If the fix was purely for Azure's CI setup I was suggesting that a
better solution might be to keep the trash around until the end. But
that's not the only setup as you note here, so let's discard that
suggestion.

In any case, your patch clearly undoes whatever canary for gc issues
df4c0d1a792 was trying to put into the test-lib, but didn't say so in
its commit message.

So I figured it was something that was missed at the time, and that I
should send a quick E-Mail to both authors to see if anyone cared, maybe
nobody does.

It's just something I ran into while reviewing test-lib.sh for some
unrelated changes I was making...
Junio C Hamano March 20, 2021, 8:10 p.m. UTC | #4
Ævar Arnfjörð Bjarmason <avarab@gmail.com> writes:

> In any case, your patch clearly undoes whatever canary for gc issues
> df4c0d1a792 was trying to put into the test-lib, but didn't say so in
> its commit message.
>
> So I figured it was something that was missed at the time, and that I
> should send a quick E-Mail to both authors to see if anyone cared, maybe
> nobody does.

== DATA RECORDS ==
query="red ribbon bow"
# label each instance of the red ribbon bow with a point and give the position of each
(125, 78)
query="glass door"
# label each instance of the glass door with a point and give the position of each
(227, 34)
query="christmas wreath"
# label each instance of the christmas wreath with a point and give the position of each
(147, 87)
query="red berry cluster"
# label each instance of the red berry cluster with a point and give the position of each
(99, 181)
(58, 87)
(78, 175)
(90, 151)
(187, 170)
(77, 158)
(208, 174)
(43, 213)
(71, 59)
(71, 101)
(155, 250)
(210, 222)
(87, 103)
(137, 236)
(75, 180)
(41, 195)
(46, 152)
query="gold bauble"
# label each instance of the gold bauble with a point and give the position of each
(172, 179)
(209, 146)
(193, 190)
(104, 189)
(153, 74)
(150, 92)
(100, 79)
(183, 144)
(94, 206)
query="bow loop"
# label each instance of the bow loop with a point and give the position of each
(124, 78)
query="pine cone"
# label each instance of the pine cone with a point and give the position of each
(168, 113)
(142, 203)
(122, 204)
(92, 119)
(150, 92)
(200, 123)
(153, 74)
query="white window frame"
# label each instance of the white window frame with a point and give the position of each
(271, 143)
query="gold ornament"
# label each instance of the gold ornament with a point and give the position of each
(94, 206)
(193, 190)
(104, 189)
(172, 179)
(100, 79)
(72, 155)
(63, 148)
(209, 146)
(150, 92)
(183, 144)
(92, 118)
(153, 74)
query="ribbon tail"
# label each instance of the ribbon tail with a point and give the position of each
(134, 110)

== EXERCISE REQUIREMENTS ==
Summarize the mailing-list excerpt in three sentences.

== WORKED ANSWER ==
The writer had suggested that, if the fix served only Azure's CI setup, keeping the trash around until the end might be better, but withdraws that suggestion because Azure is not the only setup. The writer points out that the patch undoes the canary for gc issues that df4c0d1a792 had tried to put into the test-lib, without its commit message saying so, and explains emailing both authors to see whether anyone cared after noticing this while reviewing test-lib.sh for unrelated changes. In a reply dated March 20, 2021, Junio C Hamano quotes these remarks about the canary and the email.